───── EXERCISE MATERIALS ─────

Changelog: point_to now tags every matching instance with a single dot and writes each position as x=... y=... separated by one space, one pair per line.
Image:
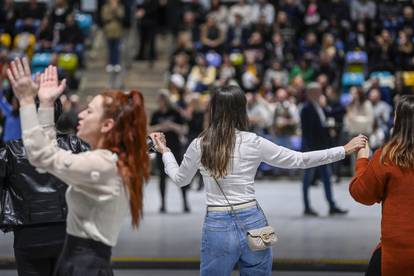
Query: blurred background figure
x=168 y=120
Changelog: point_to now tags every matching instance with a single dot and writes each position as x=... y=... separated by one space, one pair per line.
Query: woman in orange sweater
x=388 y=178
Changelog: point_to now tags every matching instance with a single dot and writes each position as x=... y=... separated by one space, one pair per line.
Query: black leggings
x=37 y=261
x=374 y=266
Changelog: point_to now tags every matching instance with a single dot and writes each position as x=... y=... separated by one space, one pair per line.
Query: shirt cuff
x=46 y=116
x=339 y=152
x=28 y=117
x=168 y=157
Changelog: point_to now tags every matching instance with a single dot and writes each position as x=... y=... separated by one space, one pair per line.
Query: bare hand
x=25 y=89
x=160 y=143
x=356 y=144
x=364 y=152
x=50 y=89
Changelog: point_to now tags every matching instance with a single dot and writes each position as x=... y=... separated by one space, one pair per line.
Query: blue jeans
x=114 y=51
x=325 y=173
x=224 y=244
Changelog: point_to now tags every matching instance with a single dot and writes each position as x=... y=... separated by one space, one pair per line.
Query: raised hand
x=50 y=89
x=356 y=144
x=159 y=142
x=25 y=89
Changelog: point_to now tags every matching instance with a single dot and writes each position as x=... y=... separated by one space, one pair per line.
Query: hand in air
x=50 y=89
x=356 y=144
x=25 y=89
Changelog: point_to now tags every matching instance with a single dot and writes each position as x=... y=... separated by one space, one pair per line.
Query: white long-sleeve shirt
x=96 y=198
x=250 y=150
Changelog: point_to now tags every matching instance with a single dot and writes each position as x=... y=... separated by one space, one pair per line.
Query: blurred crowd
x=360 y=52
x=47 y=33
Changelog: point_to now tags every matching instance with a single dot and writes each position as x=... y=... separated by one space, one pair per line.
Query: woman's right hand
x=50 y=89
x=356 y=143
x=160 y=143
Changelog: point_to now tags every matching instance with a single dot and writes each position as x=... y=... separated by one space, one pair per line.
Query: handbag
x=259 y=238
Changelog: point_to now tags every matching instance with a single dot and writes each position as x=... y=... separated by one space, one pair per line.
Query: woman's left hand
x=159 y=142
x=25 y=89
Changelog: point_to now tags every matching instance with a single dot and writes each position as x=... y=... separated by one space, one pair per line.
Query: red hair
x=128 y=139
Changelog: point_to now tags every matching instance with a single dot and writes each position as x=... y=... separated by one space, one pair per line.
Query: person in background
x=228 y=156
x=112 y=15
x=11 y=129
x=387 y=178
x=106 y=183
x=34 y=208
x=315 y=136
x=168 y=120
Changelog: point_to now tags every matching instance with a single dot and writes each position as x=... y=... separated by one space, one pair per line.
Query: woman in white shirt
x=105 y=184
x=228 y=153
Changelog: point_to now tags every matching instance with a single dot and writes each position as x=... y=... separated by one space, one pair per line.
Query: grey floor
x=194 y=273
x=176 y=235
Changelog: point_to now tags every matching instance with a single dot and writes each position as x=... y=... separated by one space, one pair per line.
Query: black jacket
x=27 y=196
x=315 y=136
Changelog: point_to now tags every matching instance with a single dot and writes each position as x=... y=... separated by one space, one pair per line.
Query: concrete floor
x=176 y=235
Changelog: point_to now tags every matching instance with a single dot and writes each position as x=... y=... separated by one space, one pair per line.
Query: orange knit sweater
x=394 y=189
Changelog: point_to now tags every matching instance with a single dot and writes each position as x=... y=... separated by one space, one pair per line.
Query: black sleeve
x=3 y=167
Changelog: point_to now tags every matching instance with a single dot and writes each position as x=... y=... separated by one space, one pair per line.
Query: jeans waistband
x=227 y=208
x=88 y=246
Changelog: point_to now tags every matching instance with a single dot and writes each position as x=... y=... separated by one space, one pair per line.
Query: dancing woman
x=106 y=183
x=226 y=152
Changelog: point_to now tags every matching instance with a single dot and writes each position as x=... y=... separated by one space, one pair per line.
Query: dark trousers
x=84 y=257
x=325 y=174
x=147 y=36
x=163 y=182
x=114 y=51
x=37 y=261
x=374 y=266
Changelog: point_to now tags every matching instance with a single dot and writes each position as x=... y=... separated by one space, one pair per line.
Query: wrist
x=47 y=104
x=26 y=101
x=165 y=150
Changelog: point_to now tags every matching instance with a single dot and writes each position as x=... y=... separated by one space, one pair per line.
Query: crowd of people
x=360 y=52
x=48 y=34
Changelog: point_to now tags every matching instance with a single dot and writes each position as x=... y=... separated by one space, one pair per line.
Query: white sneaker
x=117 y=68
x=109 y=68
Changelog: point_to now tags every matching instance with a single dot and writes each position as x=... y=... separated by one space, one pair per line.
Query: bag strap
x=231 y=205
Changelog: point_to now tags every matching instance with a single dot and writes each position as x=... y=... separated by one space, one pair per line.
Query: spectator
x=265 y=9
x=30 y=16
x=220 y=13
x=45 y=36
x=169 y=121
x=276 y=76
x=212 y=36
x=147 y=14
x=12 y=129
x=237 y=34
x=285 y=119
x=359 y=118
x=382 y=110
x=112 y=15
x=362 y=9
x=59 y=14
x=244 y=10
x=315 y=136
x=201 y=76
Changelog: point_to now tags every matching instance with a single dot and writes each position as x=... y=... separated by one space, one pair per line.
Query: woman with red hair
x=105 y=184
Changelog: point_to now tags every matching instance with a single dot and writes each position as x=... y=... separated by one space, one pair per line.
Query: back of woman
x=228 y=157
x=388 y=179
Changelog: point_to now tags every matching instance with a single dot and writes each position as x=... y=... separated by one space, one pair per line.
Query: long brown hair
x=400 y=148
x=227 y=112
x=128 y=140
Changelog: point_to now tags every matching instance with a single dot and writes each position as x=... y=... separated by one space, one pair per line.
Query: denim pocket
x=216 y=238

─────

### DIRECTIONS FOR THIS TASK
Would you write out an exact copy of the entries above, with no images?

### THE COMPLETED TASK
Changelog: point_to now tags every matching instance with a single dot and writes each position as x=... y=... separated by one space, one pair per line.
Image:
Query: blurred background figure
x=168 y=120
Changelog: point_to now tags every matching instance with a single dot and writes each position as x=... y=... separated by one space, one pair per line.
Query: woman in orange sweater
x=388 y=178
Changelog: point_to now tags every matching instance with a single dot and writes each position as x=... y=... separated by one space, one pair per line.
Query: black leggings
x=37 y=261
x=374 y=266
Changelog: point_to now tags every matching instance with a single dot and writes each position as x=... y=... separated by one space, one pair per line.
Query: shirt cuff
x=46 y=116
x=339 y=152
x=28 y=117
x=168 y=157
Changelog: point_to now tags every matching instance with a single dot and writes each position as x=... y=... separated by one space, one pair per line.
Query: bare hand
x=25 y=89
x=160 y=143
x=356 y=144
x=364 y=152
x=50 y=89
Changelog: point_to now tags every matching instance with a single dot and writes each position as x=... y=... separated by one space, one pair per line.
Query: blue jeans
x=114 y=51
x=325 y=173
x=224 y=244
Changelog: point_to now tags every matching instance with a single dot and writes each position as x=... y=... separated by one space, one pair per line.
Query: raised hand
x=50 y=89
x=356 y=144
x=159 y=142
x=25 y=89
Changelog: point_to now tags every matching instance with a single dot and writes each position as x=... y=... separated by one space, one pair per line.
Query: hand in air
x=50 y=89
x=356 y=144
x=25 y=89
Changelog: point_to now tags every matching instance with a single dot and writes each position as x=... y=... separated by one space, one pair per line.
Query: white long-sleeve shirt
x=96 y=198
x=250 y=150
Changelog: point_to now tags every matching instance with a single dot and writes each position as x=... y=... separated by one space, one pair per line.
Query: blurred crowd
x=360 y=52
x=47 y=33
Changelog: point_to now tags every matching instance with a single dot and writes each position as x=... y=... separated by one space, one pair per line.
Query: woman's right hand
x=50 y=89
x=356 y=143
x=160 y=143
Changelog: point_to now tags every matching instance with a single dot and writes each position as x=... y=... separated by one space, one pair per line.
Query: handbag
x=259 y=238
Changelog: point_to now tags every matching instance with a single dot and writes each position as x=... y=... separated by one space, one pair per line.
Query: woman's left hand
x=159 y=142
x=25 y=89
Changelog: point_to now tags every matching instance with a single dot and writes each position as x=... y=... separated by one space, one pair per line.
Query: red hair
x=128 y=139
Changelog: point_to now tags every matching instance with a single dot and writes each position as x=... y=... separated by one space, one pair per line.
Query: person in background
x=228 y=156
x=112 y=15
x=11 y=129
x=387 y=178
x=106 y=183
x=34 y=208
x=315 y=136
x=168 y=120
Changelog: point_to now tags every matching instance with a single dot and writes each position as x=... y=... separated by one space, one pair per line.
Query: woman in white shirt
x=105 y=184
x=228 y=153
Changelog: point_to now tags every matching instance with a single dot and writes each position as x=... y=... separated by one space, one pair per line.
Query: grey floor
x=194 y=273
x=176 y=235
Changelog: point_to now tags every matching instance with a single dot and writes each position as x=... y=... separated by one space, one pair per line.
Query: black jacket
x=27 y=196
x=315 y=136
Changelog: point_to now tags every matching instance with a single dot and writes each position as x=... y=... separated by one space, one pair per line.
Query: concrete floor
x=176 y=235
Changelog: point_to now tags every matching instance with a single dot and writes each position as x=... y=... separated by one space, one pair per line.
Query: orange knit sweater
x=394 y=189
Changelog: point_to now tags every matching instance with a single dot and writes each position as x=... y=... separated by one space, one pair per line.
Query: black sleeve
x=3 y=167
Changelog: point_to now tags every matching instance with a single dot and writes each position as x=... y=... separated by one space, one pair per line.
Query: jeans waistband
x=227 y=208
x=88 y=246
Changelog: point_to now tags every matching instance with a single dot and writes each position as x=... y=... separated by one space, one pair per line.
Query: dancing woman
x=106 y=183
x=226 y=152
Changelog: point_to now tags every matching instance with a single dot and writes each position as x=... y=... separated by one space, one pair per line.
Query: dark trousers
x=84 y=257
x=325 y=174
x=147 y=36
x=163 y=182
x=114 y=51
x=37 y=261
x=374 y=266
Changelog: point_to now tags every matching instance with a single dot and writes each position as x=... y=... separated by one space, one pair per line.
Query: wrist
x=47 y=104
x=26 y=101
x=165 y=150
Changelog: point_to now tags every matching instance with a single dot and writes each position as x=... y=... separated by one space, one pair per line.
Query: crowd of people
x=360 y=52
x=48 y=34
Changelog: point_to now tags every matching instance with a single dot and writes each position as x=... y=... separated by one space, one pair per line.
Query: white sneaker
x=117 y=68
x=109 y=68
Changelog: point_to now tags every matching instance with a single dot and writes each position as x=... y=... separated by one space, one pair per line.
Query: bag strap
x=231 y=205
Changelog: point_to now tags every matching instance with a single dot and writes each position as x=... y=... separated by one space, one pair per line.
Query: spectator
x=265 y=9
x=30 y=16
x=220 y=13
x=45 y=36
x=169 y=121
x=276 y=76
x=212 y=36
x=147 y=14
x=12 y=129
x=237 y=34
x=285 y=119
x=359 y=118
x=382 y=110
x=112 y=15
x=362 y=9
x=59 y=14
x=244 y=10
x=315 y=136
x=201 y=76
Changelog: point_to now tags every matching instance with a single dot and writes each position as x=... y=... separated by one space, one pair per line.
Query: woman with red hair
x=105 y=184
Changelog: point_to now tags every matching instance with a single dot and writes each position as x=... y=... separated by one space, one pair per line.
Query: back of woman
x=228 y=157
x=388 y=179
Changelog: point_to now tags every matching instance with a single dot and writes each position as x=... y=... separated by one space, one pair per line.
Query: long brown hair
x=400 y=148
x=227 y=112
x=128 y=140
Changelog: point_to now tags every matching instance with a single dot and writes each position as x=... y=... separated by one space, one pair per line.
Query: denim pocket
x=216 y=238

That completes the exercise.